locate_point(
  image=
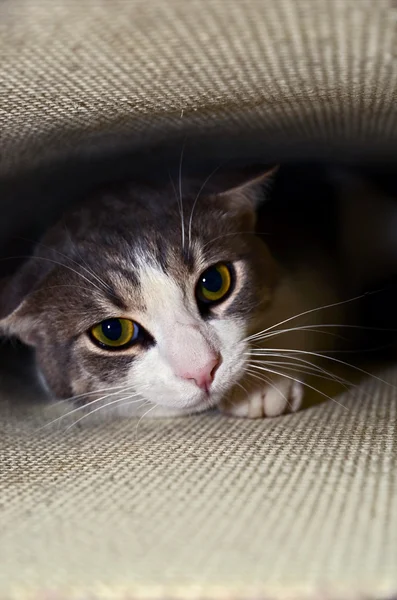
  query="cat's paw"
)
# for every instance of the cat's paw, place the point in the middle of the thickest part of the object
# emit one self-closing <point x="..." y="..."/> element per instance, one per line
<point x="271" y="400"/>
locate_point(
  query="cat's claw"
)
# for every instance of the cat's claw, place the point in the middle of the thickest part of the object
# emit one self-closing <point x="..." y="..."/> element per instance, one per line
<point x="271" y="400"/>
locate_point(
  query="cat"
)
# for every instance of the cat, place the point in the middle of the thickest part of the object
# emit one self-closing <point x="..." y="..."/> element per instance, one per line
<point x="147" y="297"/>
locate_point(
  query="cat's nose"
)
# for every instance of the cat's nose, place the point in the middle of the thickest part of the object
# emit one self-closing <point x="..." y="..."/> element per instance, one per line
<point x="204" y="376"/>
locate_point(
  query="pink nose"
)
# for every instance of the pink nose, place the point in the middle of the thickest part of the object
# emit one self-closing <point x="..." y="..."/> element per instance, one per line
<point x="204" y="376"/>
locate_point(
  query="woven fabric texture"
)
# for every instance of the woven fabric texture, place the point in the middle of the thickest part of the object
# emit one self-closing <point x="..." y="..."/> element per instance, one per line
<point x="298" y="507"/>
<point x="73" y="73"/>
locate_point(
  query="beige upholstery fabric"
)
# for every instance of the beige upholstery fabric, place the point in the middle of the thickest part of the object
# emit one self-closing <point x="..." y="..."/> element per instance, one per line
<point x="206" y="507"/>
<point x="74" y="72"/>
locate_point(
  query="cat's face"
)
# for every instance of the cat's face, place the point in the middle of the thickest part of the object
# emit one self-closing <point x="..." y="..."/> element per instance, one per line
<point x="120" y="297"/>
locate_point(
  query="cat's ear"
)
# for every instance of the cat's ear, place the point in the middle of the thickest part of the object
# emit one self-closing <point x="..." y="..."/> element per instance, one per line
<point x="245" y="197"/>
<point x="19" y="305"/>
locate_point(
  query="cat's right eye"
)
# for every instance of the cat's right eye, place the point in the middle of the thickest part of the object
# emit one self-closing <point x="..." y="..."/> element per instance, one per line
<point x="115" y="334"/>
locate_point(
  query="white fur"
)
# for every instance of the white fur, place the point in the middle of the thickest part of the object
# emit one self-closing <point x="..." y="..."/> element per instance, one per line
<point x="182" y="335"/>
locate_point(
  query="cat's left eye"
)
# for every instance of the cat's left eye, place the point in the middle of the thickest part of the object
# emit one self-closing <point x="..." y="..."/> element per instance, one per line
<point x="115" y="334"/>
<point x="215" y="284"/>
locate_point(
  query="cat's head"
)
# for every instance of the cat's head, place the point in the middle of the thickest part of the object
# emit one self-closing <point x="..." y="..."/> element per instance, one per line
<point x="141" y="293"/>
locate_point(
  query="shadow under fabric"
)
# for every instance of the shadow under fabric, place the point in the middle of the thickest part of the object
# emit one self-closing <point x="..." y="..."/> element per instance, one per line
<point x="303" y="506"/>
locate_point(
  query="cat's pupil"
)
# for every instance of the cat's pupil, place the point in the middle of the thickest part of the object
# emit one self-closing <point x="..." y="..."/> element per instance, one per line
<point x="112" y="329"/>
<point x="212" y="280"/>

> **Directions**
Omit the images and transcribe all of the records above word for word.

> **Exercise result**
locate_point(
  image=
  query="cat's paw"
)
# for every instance of the cat's paw, place the point in the middle of the thickest part of the object
# emit one self-closing <point x="..." y="..."/> element per instance, one per line
<point x="271" y="400"/>
locate_point(
  query="cat's claw"
)
# for every instance of the cat's claw, place the point in the middle of the thickest part of the object
# emit one self-closing <point x="..." y="..."/> element per instance, one per line
<point x="271" y="400"/>
locate_point(
  query="cat"
)
# for every instance of the cat, place the point in the middle of the thickest part of the object
# emit one self-closing <point x="..." y="..."/> element per instance, one per line
<point x="147" y="297"/>
locate_point(
  query="cat's nose"
)
# for every instance of the cat's nose, place the point in the middle of the thickest part of the object
# emit one self-closing <point x="..." y="..."/> element per instance, one per line
<point x="204" y="376"/>
locate_point(
  query="pink nose"
)
# for every instance of the pink nose, place the point in the middle of the thickest part of the object
# emit one self-closing <point x="..." y="..."/> element per instance, one per line
<point x="204" y="376"/>
locate_point(
  query="woven fabric texture"
)
# for every instance of the woven fabric texture, place the point in the middle of the thickest part of the object
# emit one self-closing <point x="..." y="..."/> element per instance, one per line
<point x="298" y="507"/>
<point x="73" y="73"/>
locate_point(
  query="beige upholstery fabric"
)
# for every instance of the beige upholstery fabric, place the point in the middle of the thickest part of the object
# emit one self-closing <point x="..." y="..."/> element per instance, one per line
<point x="206" y="507"/>
<point x="74" y="72"/>
locate_point(
  query="cat's face"
)
# for every instance of the cat's face, place the point in the middle of the thickest part of the object
# emit one self-closing <point x="..." y="..."/> element per instance, one per line
<point x="120" y="297"/>
locate_point(
  query="cat's ear"
)
# for every instance of the cat's ear, place the point in the middle of the thickest part of the object
# emit one self-closing <point x="..." y="..."/> element per instance, one per line
<point x="245" y="197"/>
<point x="19" y="305"/>
locate_point(
  query="cat's right eye"
)
# for every instance of the cat's right eye, place the point in the middle of the thickest part of the object
# emit one self-closing <point x="..." y="..."/> element per instance, one per line
<point x="115" y="334"/>
locate_point(
  query="white fur"
)
# for every instance of the white fur, place the point in the middle of the thickest part of the object
# emit one self-closing <point x="..." y="..."/> element per instance, one per line
<point x="182" y="335"/>
locate_point(
  query="cat's left eye"
)
# for every instance of the cat's left eye, place the point in the middle of the thickest part of the object
# emit one self-closing <point x="..." y="..."/> element per instance, one per line
<point x="115" y="334"/>
<point x="215" y="284"/>
locate_point(
  query="cat's head"
)
# for every instance of the cat's head, place the point in the middle of the thickest part of the object
# emit one self-closing <point x="..." y="..."/> element per instance, one per line
<point x="141" y="293"/>
locate_point(
  query="shadow under fabric"
)
# for every instance of the shadow under fabric, place the point in the middle of the thickest part of the object
# emit one self-closing <point x="..." y="..."/> element per instance, one per line
<point x="303" y="506"/>
locate_point(
  query="cat's pupil"
)
# for every instance of the cat's pupil, place the point in the middle of the thickest part of the object
# emit one self-closing <point x="..." y="..."/> element per instance, one per line
<point x="112" y="329"/>
<point x="212" y="280"/>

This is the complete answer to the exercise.